-- Aufgaben --
(1) Fasse im Textauszug zum Schwerbehindertenrecht den Absatz, der mit „Das Schwerbehindertenrecht umfasst alle rechtlichen Bestimmungen“ beginnt, kürzer zusammen. Die wesentlichen Fakten müssen erhalten bleiben.
(2) Gib aus dem Textauszug zum Schwerbehindertenrecht den Abschnitt wörtlich wieder, der mit „Sachverhalt/Begründung“ beginnt und bis einschließlich „und Benachteiligungen auszugleichen.“ reicht.

Antrag der Verwaltung

 

Kenntnisnahme.

 

 

 

 

 


Sachverhalt/Begründung

 

I. Ausgangssituation und Allgemeines

 

Das Schwerbehindertenrecht ist ein Teilgebiet des Behindertenrechts, das die besonderen rechtlichen Regelungen und Schutzrechte für Menschen mit Schwerbehinderung in Deutschland umfasst. Es zielt darauf ab, die Teilhabe von Menschen mit Schwerbehinderung am gesellschaftlichen Leben zu fördern und Benachteiligungen auszugleichen.

 

Das Schwerbehindertenrecht umfasst alle rechtlichen Bestimmungen, die die Rechtsverhältnisse von Menschen mit Schwerbehinderung in Deutschland betreffen. Rechtsgrundlage ist seit dem 1. Januar 2018 Teil 3 des Sozialgesetzbuch Neunten Buchs (SGB IX), in dem „Besondere Regelungen zur Teilhabe schwerbehinderter Menschen (Schwerbehindertenrecht)“ enthalten sind (§§ 151-242 SGB IX).  Zusätzlich wird zur Feststellung der Schwerbehinderteneigenschaft die Versorgungsmedizinverordnung zugrunde gelegt.

-- Datensätze --
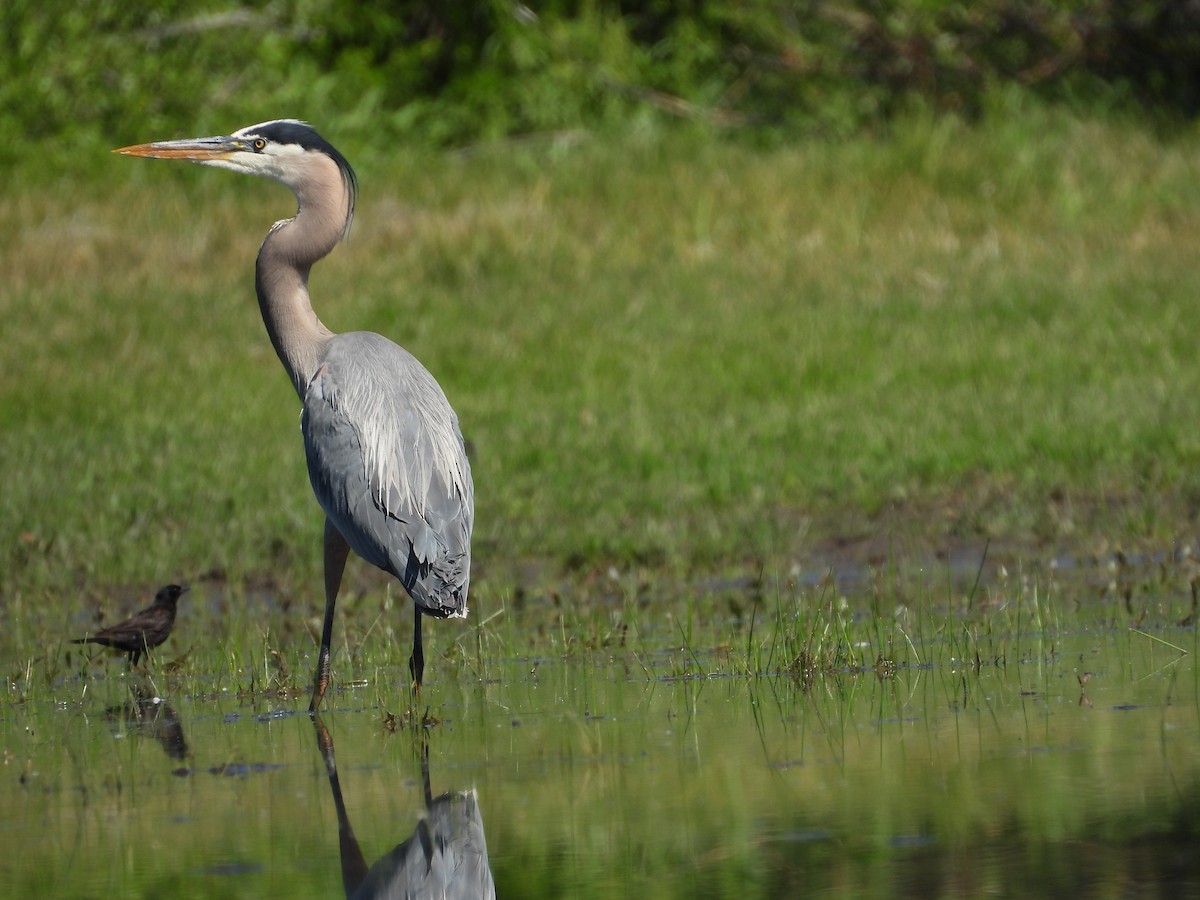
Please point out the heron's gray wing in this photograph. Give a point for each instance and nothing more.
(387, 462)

...

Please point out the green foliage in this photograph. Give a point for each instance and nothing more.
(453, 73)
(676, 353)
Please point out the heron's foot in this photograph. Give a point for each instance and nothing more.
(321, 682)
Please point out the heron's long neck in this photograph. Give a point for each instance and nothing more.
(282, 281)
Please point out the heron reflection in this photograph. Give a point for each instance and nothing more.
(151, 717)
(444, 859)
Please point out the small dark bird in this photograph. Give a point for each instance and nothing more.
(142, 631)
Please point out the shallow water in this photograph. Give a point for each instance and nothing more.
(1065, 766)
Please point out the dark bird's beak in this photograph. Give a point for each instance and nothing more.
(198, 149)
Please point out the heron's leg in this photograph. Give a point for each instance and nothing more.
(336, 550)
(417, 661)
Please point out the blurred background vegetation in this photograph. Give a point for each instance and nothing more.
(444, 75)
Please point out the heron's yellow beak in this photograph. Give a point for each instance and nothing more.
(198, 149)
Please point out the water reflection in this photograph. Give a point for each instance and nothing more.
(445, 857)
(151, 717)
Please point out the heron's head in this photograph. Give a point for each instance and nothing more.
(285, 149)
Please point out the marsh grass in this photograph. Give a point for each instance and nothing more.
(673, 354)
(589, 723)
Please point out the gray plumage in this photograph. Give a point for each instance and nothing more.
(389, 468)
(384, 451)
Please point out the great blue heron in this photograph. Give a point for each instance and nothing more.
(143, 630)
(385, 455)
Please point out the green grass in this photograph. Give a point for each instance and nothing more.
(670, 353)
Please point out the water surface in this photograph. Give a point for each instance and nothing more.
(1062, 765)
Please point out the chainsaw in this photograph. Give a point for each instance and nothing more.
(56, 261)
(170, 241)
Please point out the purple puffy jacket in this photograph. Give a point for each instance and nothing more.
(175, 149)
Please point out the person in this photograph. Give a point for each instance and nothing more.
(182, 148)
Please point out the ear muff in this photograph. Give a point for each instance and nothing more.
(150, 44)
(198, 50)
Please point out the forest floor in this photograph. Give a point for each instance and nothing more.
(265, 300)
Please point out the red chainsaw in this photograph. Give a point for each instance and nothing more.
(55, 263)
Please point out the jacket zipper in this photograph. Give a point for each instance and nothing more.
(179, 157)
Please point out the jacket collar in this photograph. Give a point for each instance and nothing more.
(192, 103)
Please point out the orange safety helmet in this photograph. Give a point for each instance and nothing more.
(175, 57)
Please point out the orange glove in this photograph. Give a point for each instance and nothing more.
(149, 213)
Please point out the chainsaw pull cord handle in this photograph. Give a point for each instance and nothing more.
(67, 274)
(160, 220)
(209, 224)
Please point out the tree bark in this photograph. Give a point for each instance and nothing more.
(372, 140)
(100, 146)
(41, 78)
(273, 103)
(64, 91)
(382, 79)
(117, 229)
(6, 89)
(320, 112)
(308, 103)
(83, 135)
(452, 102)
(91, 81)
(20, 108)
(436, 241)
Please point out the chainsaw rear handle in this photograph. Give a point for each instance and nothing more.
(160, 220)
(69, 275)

-- Vollständige Antworten --
(1) Zum Schwerbehindertenrecht gehören alle Rechtsvorschriften zu den Rechtsverhältnissen schwerbehinderter Menschen in Deutschland. Rechtsgrundlage ist seit dem 1. Januar 2018 Teil 3 des SGB IX (§§ 151–242) mit den „Besonderen Regelungen zur Teilhabe schwerbehinderter Menschen“. Für die Feststellung der Schwerbehinderteneigenschaft wird zusätzlich die Versorgungsmedizinverordnung herangezogen.

(2)
Sachverhalt/Begründung

 

I. Ausgangssituation und Allgemeines

 

Das Schwerbehindertenrecht ist ein Teilgebiet des Behindertenrechts, das die besonderen rechtlichen Regelungen und Schutzrechte für Menschen mit Schwerbehinderung in Deutschland umfasst. Es zielt darauf ab, die Teilhabe von Menschen mit Schwerbehinderung am gesellschaftlichen Leben zu fördern und Benachteiligungen auszugleichen.